Zu den ideellen Übereinstimmungen, welche die Schmidts miteinander hatten, zählten auch ihre Haltungen zur Sozialdemokratie und zur Kirche.
»Aus der SPD tritt man nicht aus«, das war die feste und auch erklärte Meinung der beiden. Als sie 2005 die meisten ihrer Mitgliedschaften in Vereinen und Verbänden mit dem Hinweis auf ihr fortgeschrittenes Alter kündigten, gab es zwei Ausnahmen: ihre Mitgliedschaft in der evangelischen Landeskirche und die in der Sozialdemokratischen Partei Deutschlands. In der SPD summierte sich für das »einfache« SPD-Mitglied Loki Schmidt am Ende die Zeit ihrer Mitgliedschaft auf fast fünfzig Jahre, für den ehemaligen Abgeordneten, Senator, Bundesminister und Bundeskanzler Helmut Schmidt waren es nahezu siebzig Jahre.
Freiheit, Gerechtigkeit und Solidarität sind die im Godesberger Programm 1959 eingeschriebenen Grundwerte der deutschen Sozialdemokratie. Schmidt selbst hatte an diesem Programm maßgeblich mitgewirkt, er und seine Frau konnten sich mit diesen Wertvorstellungen bis zum Ende ihres Lebens identifizieren. Mit seinem Bekenntnis zur sozialen Marktwirtschaft, zu einem starken Staat, zu einem militärischen Gleichgewicht der Weltmächte und mit seiner Befürwortung der Atomenergie gehörte er nach der Arithmetik der Partei zum rechten Flügel der SPD. Das galt auch für seine Frau, da sie in diesen Grundsatzfragen der Politik nie eine abweichende Meinung zu ihm formuliert hatte. Auch in der sehr rigorosen Ablehnung der 68er Bewegung stimmten sie überein, und selbst dem gesellschaftlich-kulturellen Umbruch, der von dieser Bewegung angestoßen wurde, konnten sie wenig Positives zuerkennen. Ihr Bild von den 68ern blieb entscheidend geprägt von dem doch quantitativ sehr kleinen, aber verhängnisvoll wirkungsmächtigen Flügel dieser Bewegung, der sich in den siebziger und achtziger Jahren den sogenannten »bewaffneten Kampf« auf die Fahnen geschrieben hatte oder ideologisch unterstützte.

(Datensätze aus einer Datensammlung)
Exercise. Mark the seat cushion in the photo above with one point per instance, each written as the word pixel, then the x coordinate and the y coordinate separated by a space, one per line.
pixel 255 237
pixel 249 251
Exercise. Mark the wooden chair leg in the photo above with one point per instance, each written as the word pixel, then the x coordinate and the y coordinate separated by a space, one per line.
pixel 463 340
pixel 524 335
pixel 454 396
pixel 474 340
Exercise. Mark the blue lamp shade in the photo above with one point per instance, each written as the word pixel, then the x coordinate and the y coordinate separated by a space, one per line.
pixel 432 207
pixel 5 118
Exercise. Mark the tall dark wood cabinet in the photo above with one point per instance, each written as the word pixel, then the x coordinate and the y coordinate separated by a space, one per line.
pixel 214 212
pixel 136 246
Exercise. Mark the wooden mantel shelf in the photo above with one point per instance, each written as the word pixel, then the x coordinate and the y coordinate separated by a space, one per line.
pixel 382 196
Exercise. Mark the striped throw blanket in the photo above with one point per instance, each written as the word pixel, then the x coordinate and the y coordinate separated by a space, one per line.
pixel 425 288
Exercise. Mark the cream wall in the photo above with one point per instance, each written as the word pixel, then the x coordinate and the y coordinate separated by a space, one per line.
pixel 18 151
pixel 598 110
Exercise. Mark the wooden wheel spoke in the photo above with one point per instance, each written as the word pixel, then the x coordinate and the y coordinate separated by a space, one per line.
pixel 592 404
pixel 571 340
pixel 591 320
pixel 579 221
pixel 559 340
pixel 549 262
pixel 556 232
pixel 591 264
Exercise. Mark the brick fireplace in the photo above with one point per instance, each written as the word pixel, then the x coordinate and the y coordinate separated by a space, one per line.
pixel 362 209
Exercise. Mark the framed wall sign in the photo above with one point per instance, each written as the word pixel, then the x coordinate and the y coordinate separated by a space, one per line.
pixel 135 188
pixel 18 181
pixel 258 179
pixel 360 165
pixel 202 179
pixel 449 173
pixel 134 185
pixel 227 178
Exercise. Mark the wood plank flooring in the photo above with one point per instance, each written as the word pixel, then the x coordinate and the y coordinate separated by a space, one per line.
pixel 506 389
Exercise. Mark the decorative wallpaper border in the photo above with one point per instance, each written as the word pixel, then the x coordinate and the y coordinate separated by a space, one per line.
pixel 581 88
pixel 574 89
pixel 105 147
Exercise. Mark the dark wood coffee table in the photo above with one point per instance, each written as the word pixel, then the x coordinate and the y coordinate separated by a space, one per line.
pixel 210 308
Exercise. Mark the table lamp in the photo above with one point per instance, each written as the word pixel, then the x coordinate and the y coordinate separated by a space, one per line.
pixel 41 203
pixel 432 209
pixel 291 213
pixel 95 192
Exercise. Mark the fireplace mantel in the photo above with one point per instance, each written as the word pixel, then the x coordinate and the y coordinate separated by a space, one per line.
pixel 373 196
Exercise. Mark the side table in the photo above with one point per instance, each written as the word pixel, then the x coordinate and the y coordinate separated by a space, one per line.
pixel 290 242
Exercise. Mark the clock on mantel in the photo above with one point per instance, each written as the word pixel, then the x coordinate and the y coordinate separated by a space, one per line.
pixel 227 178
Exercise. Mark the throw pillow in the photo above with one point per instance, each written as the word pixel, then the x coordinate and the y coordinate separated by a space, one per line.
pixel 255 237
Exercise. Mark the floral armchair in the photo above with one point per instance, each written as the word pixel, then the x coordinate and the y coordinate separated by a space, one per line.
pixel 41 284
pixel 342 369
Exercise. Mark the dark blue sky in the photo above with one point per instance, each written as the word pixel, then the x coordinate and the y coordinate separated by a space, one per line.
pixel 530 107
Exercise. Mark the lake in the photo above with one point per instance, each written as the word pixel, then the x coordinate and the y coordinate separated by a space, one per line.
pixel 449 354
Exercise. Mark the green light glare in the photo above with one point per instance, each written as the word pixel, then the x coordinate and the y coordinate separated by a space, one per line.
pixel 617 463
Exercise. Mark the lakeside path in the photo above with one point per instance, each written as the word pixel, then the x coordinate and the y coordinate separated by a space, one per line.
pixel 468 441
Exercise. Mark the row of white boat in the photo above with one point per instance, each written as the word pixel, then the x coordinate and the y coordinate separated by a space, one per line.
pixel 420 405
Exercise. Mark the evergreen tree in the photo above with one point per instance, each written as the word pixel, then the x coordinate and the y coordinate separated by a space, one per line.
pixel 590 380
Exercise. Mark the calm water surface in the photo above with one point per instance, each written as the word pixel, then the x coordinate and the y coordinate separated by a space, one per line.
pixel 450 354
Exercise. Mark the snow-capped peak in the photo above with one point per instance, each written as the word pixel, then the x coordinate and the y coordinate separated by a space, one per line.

▶ [ARBEITSANWEISUNG]
Was sagt der Textauszug über die Schmidts zu diesen Punkten?
(a) Welche zwei Mitgliedschaften behielten die beiden, als sie 2005 die meisten anderen kündigten?
(b) Auf wie viele Jahre summierte sich Loki Schmidts SPD-Mitgliedschaft am Ende?
(c) Welche Grundwerte sind im Godesberger Programm von 1959 festgeschrieben?

▶ [LÖSUNG]
(a) Die Mitgliedschaft in der evangelischen Landeskirche und die in der Sozialdemokratischen Partei Deutschlands.
(b) Auf fast fünfzig Jahre.
(c) Freiheit, Gerechtigkeit und Solidarität.